■ **Problem details**
The copy must match the data below line for line and contain no images.

■ **Dataset records**
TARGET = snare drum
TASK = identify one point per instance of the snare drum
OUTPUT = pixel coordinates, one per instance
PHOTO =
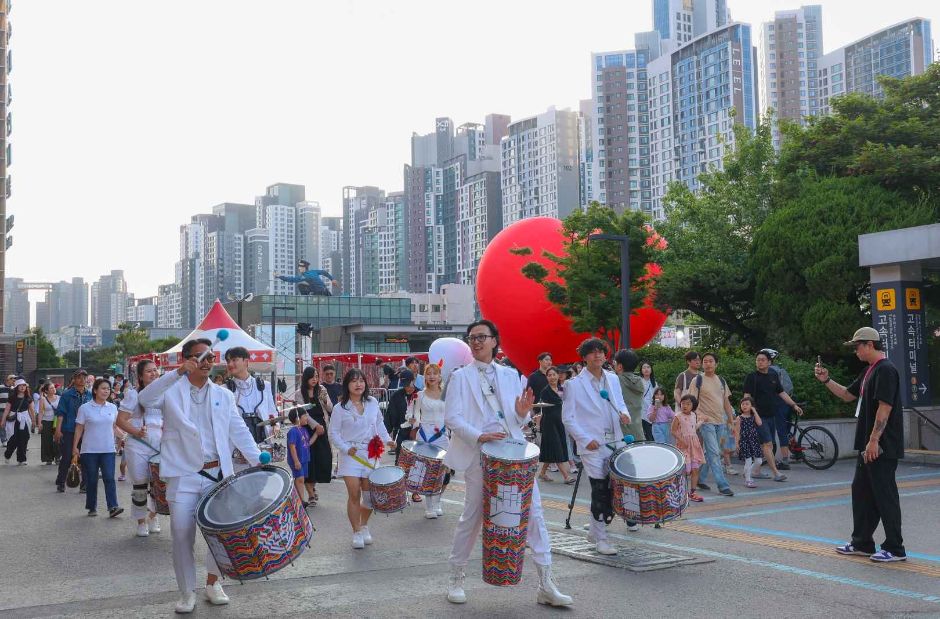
(424, 468)
(648, 482)
(254, 523)
(509, 468)
(158, 487)
(387, 485)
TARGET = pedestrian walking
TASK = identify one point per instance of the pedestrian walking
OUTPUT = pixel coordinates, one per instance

■ **Reply to the exercise**
TARGET = snare drum
TASK = identify one point per instance of the snare drum
OUTPUT = pixel coordinates, one per instance
PHOTO =
(424, 468)
(648, 482)
(254, 523)
(509, 468)
(158, 487)
(387, 485)
TARGET = pedestrian walking
TASK = identify one point per instance of the pedestrian walking
OUTPUT = pixel coordinates, one per instance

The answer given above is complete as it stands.